═════ Quoted text ═════
Manual |
Previously computed csv-style I(q) vs. q files, such as those generated using the US-SOMO Batch Mode, can also be uploaded in the SOMO SAXS/SANS graphics window by pressing the Load SAXS (or Load SANS) button.
If one or multiple files were already loaded in the SAS window, a pop-up window will appear asking to select a target curve upon which the new data to be plotted can be rescaled:
Then, a new window "Load, manage, and process SAS data" will open listing all the individual curves present in the csv file, plus all other files already uploaded into the graphics window.
Individual data can be selected/deselected by clicking on them, or they can all be selected/deselected by pressing the Select All button. Several operations can then be performed before returning to the graphics window. In the example shown below, the last ten datasets were selected and the Create average curve, Create std deviation curves, Only plot stats, and Save to csv checkboxes were ticked. This will create an average curve from the selected dataset, plus +1 SD and -1 SD curves. Only the average and SD curves will be plotted (because the Only plot stats checkbox was selected). Furthermore, the resulting average and SD curves will be saved in another csv file, whose filename can be entered in the field next to the Save to csv checkbox. The original source data can be also saved in the new csv file by ticking the Include source data checkbox.
═════ Record list ═════
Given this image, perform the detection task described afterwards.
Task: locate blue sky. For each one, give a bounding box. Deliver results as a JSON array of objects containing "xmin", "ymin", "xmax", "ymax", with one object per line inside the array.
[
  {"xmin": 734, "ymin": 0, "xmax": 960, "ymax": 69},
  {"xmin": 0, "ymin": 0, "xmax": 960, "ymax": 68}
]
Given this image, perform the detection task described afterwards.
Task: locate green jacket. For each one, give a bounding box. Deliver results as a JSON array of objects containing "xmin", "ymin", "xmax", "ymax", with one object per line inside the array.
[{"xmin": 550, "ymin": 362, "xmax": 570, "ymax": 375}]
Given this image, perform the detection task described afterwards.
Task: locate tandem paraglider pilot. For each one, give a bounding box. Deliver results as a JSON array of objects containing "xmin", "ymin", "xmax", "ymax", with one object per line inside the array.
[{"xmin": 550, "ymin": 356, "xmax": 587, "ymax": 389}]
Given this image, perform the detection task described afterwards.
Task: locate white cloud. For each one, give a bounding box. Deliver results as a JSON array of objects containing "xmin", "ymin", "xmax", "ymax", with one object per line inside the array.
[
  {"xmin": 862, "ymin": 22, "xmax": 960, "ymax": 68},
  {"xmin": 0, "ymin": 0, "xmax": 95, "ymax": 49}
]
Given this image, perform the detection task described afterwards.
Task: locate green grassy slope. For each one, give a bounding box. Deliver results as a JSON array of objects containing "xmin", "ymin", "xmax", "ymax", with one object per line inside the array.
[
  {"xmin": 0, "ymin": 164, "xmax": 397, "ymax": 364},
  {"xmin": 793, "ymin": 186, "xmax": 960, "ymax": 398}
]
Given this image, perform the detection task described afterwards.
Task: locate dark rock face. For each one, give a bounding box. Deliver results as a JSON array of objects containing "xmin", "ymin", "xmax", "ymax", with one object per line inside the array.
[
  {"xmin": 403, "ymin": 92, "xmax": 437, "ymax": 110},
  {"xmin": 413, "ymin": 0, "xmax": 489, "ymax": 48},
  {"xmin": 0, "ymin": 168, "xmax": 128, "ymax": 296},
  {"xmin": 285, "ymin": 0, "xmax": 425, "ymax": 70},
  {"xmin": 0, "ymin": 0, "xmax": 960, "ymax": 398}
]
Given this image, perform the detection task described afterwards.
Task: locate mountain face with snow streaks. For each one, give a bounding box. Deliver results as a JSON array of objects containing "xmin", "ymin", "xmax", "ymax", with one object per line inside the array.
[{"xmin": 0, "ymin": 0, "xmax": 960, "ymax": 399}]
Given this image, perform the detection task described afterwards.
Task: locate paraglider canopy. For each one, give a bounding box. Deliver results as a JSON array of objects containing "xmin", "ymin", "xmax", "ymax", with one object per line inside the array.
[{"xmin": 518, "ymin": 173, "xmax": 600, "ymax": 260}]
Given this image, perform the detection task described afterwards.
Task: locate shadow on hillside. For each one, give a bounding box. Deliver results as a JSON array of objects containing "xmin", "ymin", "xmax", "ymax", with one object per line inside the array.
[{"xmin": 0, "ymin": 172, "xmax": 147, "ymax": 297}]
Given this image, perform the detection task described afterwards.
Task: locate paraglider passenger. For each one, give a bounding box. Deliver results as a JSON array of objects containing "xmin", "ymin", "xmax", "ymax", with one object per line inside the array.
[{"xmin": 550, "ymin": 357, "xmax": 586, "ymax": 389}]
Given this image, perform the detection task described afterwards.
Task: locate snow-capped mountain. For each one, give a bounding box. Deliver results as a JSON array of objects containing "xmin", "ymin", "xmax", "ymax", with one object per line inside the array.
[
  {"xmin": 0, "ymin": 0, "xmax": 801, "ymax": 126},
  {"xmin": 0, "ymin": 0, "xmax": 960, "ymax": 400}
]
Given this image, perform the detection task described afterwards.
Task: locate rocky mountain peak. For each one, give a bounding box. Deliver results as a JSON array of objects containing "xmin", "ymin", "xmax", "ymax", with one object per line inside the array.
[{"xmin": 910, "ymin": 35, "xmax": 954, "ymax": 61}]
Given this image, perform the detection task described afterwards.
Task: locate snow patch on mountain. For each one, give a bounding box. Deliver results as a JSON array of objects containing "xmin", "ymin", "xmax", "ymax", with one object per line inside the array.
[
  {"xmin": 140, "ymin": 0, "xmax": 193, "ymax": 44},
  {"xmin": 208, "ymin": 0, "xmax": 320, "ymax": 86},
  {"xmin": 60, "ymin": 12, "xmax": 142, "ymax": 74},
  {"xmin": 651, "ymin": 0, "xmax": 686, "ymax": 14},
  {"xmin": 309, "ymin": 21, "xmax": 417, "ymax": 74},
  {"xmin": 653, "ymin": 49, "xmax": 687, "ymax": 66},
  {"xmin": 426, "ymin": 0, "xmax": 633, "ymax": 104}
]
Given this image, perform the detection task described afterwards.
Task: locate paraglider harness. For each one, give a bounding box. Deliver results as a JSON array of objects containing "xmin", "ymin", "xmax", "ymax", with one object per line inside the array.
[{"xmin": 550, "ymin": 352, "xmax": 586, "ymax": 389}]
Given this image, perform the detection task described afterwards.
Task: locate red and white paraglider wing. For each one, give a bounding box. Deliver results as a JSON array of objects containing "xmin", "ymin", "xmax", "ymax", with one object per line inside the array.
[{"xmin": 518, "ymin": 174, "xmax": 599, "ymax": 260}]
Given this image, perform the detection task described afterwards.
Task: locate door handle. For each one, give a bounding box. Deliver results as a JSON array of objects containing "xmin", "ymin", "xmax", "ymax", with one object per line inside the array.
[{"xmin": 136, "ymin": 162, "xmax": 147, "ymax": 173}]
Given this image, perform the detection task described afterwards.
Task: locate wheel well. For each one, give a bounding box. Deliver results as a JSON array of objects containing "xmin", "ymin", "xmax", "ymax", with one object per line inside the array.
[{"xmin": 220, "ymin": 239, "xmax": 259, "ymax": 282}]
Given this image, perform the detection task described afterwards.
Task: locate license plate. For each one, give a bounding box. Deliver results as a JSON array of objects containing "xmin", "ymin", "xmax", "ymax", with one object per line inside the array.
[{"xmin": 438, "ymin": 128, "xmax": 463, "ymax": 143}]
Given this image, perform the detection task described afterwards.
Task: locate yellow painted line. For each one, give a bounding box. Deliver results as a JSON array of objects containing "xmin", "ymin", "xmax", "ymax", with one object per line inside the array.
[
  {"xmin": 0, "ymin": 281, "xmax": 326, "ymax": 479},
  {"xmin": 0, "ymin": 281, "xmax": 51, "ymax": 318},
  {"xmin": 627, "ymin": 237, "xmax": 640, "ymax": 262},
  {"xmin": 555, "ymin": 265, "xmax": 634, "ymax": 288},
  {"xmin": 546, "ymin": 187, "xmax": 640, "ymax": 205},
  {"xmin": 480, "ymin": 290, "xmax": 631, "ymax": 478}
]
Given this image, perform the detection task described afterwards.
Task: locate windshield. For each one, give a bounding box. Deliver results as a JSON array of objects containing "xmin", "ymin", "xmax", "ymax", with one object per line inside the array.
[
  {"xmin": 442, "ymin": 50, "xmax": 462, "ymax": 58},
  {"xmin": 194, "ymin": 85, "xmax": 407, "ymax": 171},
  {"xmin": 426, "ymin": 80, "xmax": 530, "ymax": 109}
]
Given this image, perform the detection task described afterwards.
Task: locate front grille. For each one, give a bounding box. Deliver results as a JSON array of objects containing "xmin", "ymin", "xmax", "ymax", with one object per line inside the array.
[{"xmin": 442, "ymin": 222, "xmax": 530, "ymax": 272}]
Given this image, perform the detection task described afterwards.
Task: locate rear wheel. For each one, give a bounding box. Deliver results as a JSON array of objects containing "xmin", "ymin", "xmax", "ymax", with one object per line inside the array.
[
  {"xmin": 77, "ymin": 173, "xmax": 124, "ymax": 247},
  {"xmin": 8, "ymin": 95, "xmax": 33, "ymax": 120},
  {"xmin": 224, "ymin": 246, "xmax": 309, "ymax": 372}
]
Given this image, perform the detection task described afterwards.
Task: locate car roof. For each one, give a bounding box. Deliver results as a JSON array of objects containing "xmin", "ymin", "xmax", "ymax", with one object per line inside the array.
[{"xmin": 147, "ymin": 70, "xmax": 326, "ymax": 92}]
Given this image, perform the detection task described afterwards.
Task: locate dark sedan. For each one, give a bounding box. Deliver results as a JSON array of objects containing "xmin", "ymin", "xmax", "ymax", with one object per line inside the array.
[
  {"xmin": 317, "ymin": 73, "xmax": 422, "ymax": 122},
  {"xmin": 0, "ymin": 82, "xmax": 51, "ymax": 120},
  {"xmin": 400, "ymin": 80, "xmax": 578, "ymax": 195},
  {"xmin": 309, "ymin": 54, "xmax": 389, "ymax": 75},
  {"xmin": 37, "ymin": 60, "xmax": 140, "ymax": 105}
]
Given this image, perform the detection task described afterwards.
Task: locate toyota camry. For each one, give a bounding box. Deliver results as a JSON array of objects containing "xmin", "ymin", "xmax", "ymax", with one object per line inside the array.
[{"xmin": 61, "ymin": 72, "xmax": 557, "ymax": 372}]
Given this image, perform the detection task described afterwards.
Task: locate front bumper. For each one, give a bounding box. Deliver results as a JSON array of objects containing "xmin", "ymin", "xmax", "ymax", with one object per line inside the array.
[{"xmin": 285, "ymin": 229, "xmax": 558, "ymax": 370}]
═════
## Directions:
1 - In the US-SOMO manual text, copy word for word the part from "Individual data can" to "source data checkbox.".
2 - Based on the US-SOMO manual text, mark each statement yes or no, and back each one with the exact words that decide it. (a) Pressing the Select All button selects or deselects every dataset at once. (b) In the example described, the first ten datasets were selected. (c) The original source data is always written to the new csv file.
3 - Keep writing the US-SOMO manual text on loading SAS data, picking up after its final sentence.

## Outputs by task:
1 -
Individual data can be selected/deselected by clicking on them, or they can all be selected/deselected by pressing the Select All button. Several operations can then be performed before returning to the graphics window. In the example shown below, the last ten datasets were selected and the Create average curve, Create std deviation curves, Only plot stats, and Save to csv checkboxes were ticked. This will create an average curve from the selected dataset, plus +1 SD and -1 SD curves. Only the average and SD curves will be plotted (because the Only plot stats checkbox was selected). Furthermore, the resulting average and SD curves will be saved in another csv file, whose filename can be entered in the field next to the Save to csv checkbox. The original source data can be also saved in the new csv file by ticking the Include source data checkbox.

2 -
(a) Yes: "or they can all be selected/deselected by pressing the Select All button."
(b) No: "the last ten datasets were selected"
(c) No: "The original source data can be also saved in the new csv file by ticking the Include source data checkbox."

3 -
Unticking the Clear plot checkbox in the lower right corner will leave previously plotted data in the SAS window.
Note that on Windows, the shading of selected datasets will differ - generally a light gray or light blue.
After the appropriate selection, if one or multiple files were already loaded in the SAS window, pressing the Plot button will bring up again the pop-up window asking to select a target curve upon which the new data to be plotted can be rescaled:
After selecting the curve and pressing OK, the graphics window will be updated (and at the same time also the progress window in the bottom-left corner of the panel):
Here the filenames are also shown (pressing the Legend button in the US-SOMO SAXS/SANS panel), and the width of the curves was also increased (pressing once the Width button in the US-SOMO SAXS/SANS panel).
Since in this case the Clear plot checkbox was unticked, the resulting average curve is scaled against the selected target curve, and a pop-up window with the residuals will appear:
From the SAXS/SANS I(q) Plotting Functions: panel, pressing the Load Plotted button will re-open the Load, manage, and process SAS data window, listing all data currently shown on the graphics window, on which further operations can be performed:
For instance, the selected data, which are stored in rows, can be transposed into columns by pressing the Transpose button (the number in parentheses in the button label will show how many datasets are going to be transposed). This will bring up a save window where a path and a filename can be chosen. The transposed file will be saved in csv format.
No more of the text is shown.